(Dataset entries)
Content starts

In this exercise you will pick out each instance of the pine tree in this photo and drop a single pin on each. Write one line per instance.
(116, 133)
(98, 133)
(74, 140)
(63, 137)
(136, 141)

Content ends

● Required work: Every entry above should be retyped exactly as shown.

● Solution to the problem:
In this exercise you will pick out each instance of the pine tree in this photo and drop a single pin on each. Write one line per instance.
(116, 133)
(98, 133)
(74, 140)
(63, 137)
(136, 141)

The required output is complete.